From: Jens Frank <jeluf@users.mediawiki.org>
Date: Sat, 10 Apr 2004 07:53:52 +0000 (+0000)
Subject: Rewrite of Tokenizer. Not using regex any more.
X-Git-Tag: 1.3.0beta1~482
X-Git-Url: http://git.cyclocoop.org/%24self?a=commitdiff_plain;h=f9164a40fb4afeee962be37cfe8f1166fc6547f7;p=lhc%2Fweb%2Fwiklou.git

Rewrite of Tokenizer. Not using regex any more.

TODO: prefixed links for Arabic wikipedia not implemented yet
      handling of French blanks not yet implemented
---

diff --git a/includes/Tokenizer.php b/includes/Tokenizer.php
index 2771319641..2b9c9e7c21 100644
--- a/includes/Tokenizer.php
+++ b/includes/Tokenizer.php
@@ -3,14 +3,13 @@ class Tokenizer {
 	/* private */ var $mText, 		# Text to be processed by the tokenizer
 			  $mPos,		# current position of tokenizer in text
 			  $mTextLength,		# Length of $mText
-			  $mCount,		# token count, computed in preParse
-			  $mMatch,		# matches of tokenizer regex, computed in preParse
-			  $mMatchPos;		# current token position of tokenizer. Each match can
-			  			# be up to two tokens: A matched token and the text after it.
+			  $mQueuedToken;	# Tokens that were already found, but not
+			  			# returned yet.
 
 	/* private */ function Tokenizer()
 	{
 		$this->mPos=0;
+		$this->mTokenQueue=array();
 	}
 
 	# factory function
@@ -18,92 +17,133 @@ class Tokenizer {
 	{
 		$t = new Tokenizer();
 		$t->mText = $s;
-		$t->preParse();
 		$t->mTextLength = strlen( $s );
+		// echo "New tokenizer generated. <pre>{$s}</pre>\n"; 
 		return $t;
 	}
 
-	function preParse()

▶ [PROVIDED DATA]:
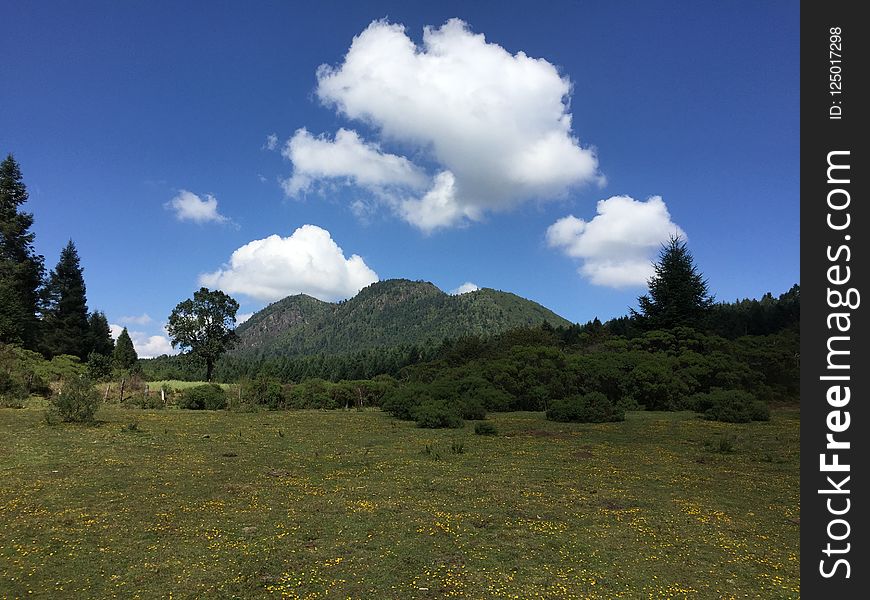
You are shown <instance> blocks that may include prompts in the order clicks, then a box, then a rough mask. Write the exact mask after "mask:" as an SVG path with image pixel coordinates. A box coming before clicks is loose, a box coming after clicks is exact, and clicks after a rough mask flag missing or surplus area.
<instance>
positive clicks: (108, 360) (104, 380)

▶ [PARTS OF THE EXERCISE]:
1 > In the Tokenizer rewrite commit, which feature for the Arabic Wikipedia is listed as not yet implemented?
2 > Carry the Tokenizer rewrite commit forward from its last line.
You can leave the material aside here.

▶ [ANSWERS BELOW]:
1 > Prefixed links.

2 >
-	{
-		global $wgLang;
-
-		# build up the regex, step by step.
-		# Basic features: Quotes for <em>/<strong> and hyphens for <hr>
-		$regex = "\'\'\'\'\'|\'\'\'|\'\'|\n-----*";
-		# Append regex for linkPrefixExtension 
-		if (  $wgLang->linkPrefixExtension() ) {
-			$regex .= "|([a-zA-Z\x80-\xff]+)\[\[";
-		} else {
-			# end tag that can start with 3 [
-			$regex .= "|\[\[\[?";
-		}
-		# Closing link
-		$regex .= "|\]\]";
-		# Magic words that automatically generate links
-		$regex .= "|ISBN |RFC ";
-		# Language-specific additions
-		$regex .= $wgLang->tokenizerRegex();
-		# Finalize regex
-		$regex = "/(" . $regex . ")/";
 
-		# Apply the regex to the text
-		$this->mCount = preg_match_all( $regex, $this->mText, $this->mMatch,
-						PREG_PATTERN_ORDER|PREG_OFFSET_CAPTURE);
-		$this->mMatchPos=0;
-	}
-
-	function nextToken()
+	// Return the next token, but do not increase the pointer. The next call
+	// to previewToken or nextToken will return the same token again.
+	// Actually, the pointer is increased, but the token is queued. The next
+	// call to previewToken or nextToken will check the queue and return
+	// the stored token.
+	function previewToken()
 	{
-		$token = $this->previewToken();
-		if ( $token ) {
-			$this->mMatchPos = $token["mMatchPos"];
-			$this->mPos = $token["mPos"];
+		if ( count( $this->mQueuedToken ) != 0 ) {
+			// still one token from the last round around. Return that one first.
+			$token = $this->mQueuedToken[0];
+		} else {
+			$token = $this->nextToken();
+			array_unshift( $this->mQueuedToken, $token );
 		}
 		return $token;
 	}
 
 
-	function previewToken()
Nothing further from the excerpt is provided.